--- EXERCISE PROMPT ---
Output only the lines of the entries that follow, starting at the one with "</instance>" and running down to the one with "box: [195, 67, 255, 144]", both included and unchanged.

# # # #

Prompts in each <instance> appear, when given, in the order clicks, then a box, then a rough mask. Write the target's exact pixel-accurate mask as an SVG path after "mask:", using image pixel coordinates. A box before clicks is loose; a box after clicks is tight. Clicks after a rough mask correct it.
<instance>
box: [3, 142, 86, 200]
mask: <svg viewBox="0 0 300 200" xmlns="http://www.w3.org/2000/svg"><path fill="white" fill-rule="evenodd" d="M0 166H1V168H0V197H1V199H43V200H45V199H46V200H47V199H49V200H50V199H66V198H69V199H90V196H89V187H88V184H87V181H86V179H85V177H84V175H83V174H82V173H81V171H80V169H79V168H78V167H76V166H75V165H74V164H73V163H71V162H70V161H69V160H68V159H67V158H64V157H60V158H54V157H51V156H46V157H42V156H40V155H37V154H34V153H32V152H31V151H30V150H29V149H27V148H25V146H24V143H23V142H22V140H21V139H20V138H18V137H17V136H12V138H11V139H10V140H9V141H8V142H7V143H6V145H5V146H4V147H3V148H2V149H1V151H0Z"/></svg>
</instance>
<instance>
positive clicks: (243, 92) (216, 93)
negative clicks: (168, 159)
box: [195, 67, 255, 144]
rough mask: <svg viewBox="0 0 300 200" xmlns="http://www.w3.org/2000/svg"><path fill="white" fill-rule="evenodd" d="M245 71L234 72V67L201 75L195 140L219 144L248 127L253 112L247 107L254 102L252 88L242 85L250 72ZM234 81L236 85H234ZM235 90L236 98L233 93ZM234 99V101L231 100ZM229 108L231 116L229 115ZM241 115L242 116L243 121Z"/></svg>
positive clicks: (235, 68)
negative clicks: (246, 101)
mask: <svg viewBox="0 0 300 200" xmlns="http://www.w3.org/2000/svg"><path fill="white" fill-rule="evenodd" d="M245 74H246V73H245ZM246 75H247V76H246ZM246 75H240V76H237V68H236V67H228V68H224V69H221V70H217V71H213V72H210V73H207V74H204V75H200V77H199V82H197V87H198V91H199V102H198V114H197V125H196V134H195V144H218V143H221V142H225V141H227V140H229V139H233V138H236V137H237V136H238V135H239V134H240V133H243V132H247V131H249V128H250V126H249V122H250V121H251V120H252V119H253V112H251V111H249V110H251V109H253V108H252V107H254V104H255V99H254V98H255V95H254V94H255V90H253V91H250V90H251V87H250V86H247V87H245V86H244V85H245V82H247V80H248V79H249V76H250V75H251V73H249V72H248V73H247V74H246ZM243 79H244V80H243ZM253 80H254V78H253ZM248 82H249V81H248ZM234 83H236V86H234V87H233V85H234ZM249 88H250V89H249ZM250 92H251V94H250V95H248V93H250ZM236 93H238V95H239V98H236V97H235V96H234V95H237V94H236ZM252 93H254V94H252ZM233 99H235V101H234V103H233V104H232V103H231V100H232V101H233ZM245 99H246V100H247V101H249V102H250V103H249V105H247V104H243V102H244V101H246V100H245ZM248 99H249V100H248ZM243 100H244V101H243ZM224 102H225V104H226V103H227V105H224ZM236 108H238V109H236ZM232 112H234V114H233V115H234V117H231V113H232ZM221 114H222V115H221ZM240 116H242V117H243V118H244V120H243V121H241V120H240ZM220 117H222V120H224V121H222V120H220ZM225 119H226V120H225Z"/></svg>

# # # #

--- OUTPUT OF THE EXERCISE ---
</instance>
<instance>
positive clicks: (243, 92) (216, 93)
negative clicks: (168, 159)
box: [195, 67, 255, 144]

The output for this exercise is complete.